▸ **REQUIRED ACTION**
Using the data beneath this instruction, retype only the lines from the one that contains "Query: sidewalk" down to the one that contains "in [147, 4].", both included, exactly as they appear.

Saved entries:
################

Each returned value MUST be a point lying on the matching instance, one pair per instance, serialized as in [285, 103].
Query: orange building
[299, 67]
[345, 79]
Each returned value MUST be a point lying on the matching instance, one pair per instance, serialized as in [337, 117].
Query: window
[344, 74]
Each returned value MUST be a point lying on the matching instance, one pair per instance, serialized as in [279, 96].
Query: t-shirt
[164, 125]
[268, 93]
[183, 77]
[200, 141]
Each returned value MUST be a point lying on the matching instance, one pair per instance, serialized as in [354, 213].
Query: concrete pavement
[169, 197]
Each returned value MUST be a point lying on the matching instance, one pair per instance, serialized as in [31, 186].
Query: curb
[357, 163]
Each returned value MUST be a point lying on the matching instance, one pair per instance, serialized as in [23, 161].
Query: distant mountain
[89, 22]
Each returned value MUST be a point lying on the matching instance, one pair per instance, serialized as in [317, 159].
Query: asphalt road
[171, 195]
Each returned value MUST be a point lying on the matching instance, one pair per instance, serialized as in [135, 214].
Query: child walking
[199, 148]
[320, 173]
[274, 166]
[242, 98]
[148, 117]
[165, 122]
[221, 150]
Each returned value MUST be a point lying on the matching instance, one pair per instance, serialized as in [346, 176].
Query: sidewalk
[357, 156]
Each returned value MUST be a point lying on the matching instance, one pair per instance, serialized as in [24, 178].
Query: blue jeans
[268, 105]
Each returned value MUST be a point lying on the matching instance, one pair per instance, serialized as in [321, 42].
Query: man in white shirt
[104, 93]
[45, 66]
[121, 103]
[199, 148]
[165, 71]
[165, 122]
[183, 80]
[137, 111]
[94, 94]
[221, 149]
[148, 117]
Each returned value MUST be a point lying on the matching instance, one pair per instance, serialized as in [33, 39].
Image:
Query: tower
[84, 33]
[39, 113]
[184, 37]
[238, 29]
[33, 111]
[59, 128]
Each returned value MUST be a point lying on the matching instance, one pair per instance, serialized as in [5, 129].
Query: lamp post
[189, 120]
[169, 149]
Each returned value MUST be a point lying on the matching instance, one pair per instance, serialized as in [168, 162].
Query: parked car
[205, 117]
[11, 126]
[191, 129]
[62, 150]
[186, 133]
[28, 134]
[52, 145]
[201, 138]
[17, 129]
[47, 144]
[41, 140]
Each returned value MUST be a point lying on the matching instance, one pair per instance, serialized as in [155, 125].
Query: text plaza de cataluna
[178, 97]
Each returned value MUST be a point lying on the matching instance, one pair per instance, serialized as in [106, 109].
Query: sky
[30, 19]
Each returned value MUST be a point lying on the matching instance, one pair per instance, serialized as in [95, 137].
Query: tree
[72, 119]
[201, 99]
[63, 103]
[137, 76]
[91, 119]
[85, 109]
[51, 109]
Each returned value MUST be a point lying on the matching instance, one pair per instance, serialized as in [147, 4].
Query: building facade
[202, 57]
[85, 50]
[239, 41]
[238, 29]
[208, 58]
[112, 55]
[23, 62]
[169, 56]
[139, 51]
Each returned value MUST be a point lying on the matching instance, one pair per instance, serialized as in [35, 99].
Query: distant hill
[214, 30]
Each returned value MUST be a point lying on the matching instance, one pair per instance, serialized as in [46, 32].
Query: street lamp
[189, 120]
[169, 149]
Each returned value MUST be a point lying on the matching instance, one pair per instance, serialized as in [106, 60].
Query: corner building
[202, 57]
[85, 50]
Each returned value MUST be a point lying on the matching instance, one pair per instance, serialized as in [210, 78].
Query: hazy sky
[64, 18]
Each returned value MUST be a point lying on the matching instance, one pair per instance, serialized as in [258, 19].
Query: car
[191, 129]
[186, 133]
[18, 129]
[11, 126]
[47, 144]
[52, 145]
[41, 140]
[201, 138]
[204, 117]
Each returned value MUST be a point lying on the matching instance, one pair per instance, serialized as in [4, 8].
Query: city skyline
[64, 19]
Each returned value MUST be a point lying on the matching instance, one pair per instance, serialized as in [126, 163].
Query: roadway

################

▸ **TASK SOLUTION**
Query: sidewalk
[357, 156]
Each returned value MUST be a point lying on the matching instance, one pair per instance, serialized as in [24, 178].
Query: blue jeans
[268, 105]
Each returned value MUST be a point lying on the matching instance, one pair per instance, serialized as in [321, 42].
Query: man in white shirt
[104, 93]
[45, 66]
[121, 103]
[199, 148]
[165, 71]
[165, 122]
[183, 80]
[137, 111]
[94, 94]
[221, 149]
[148, 117]
Each returned value MUST be a point lying on the matching instance, one pair per instance, serialized as in [33, 39].
Image:
Query: tower
[84, 33]
[39, 113]
[184, 37]
[238, 29]
[33, 111]
[59, 128]
Each returned value MUST be a point lying on the matching instance, one pair per instance, serialized as in [5, 129].
Query: lamp post
[189, 120]
[169, 149]
Each returned value MUST be a point lying on the matching instance, one pair per instance, serialized as in [168, 162].
Query: parked car
[205, 117]
[11, 126]
[191, 129]
[62, 150]
[186, 133]
[28, 134]
[52, 145]
[201, 138]
[17, 129]
[47, 144]
[41, 140]
Each returned value MUST be a point lying on the matching instance, one pair per instance, serialized as in [155, 125].
Query: text plaza de cataluna
[178, 97]
Each returned value MUST be a point lying on the matching instance, one pair per instance, serialized as in [106, 109].
Query: sky
[30, 19]
Each returned value MUST be a point lying on the matching instance, one pair per instance, serialized as in [95, 137].
Query: tree
[72, 119]
[201, 99]
[63, 103]
[137, 76]
[91, 119]
[85, 109]
[51, 109]
Each returned value MUST be a point lying on the matching instance, one pair per instance, serialized as in [147, 4].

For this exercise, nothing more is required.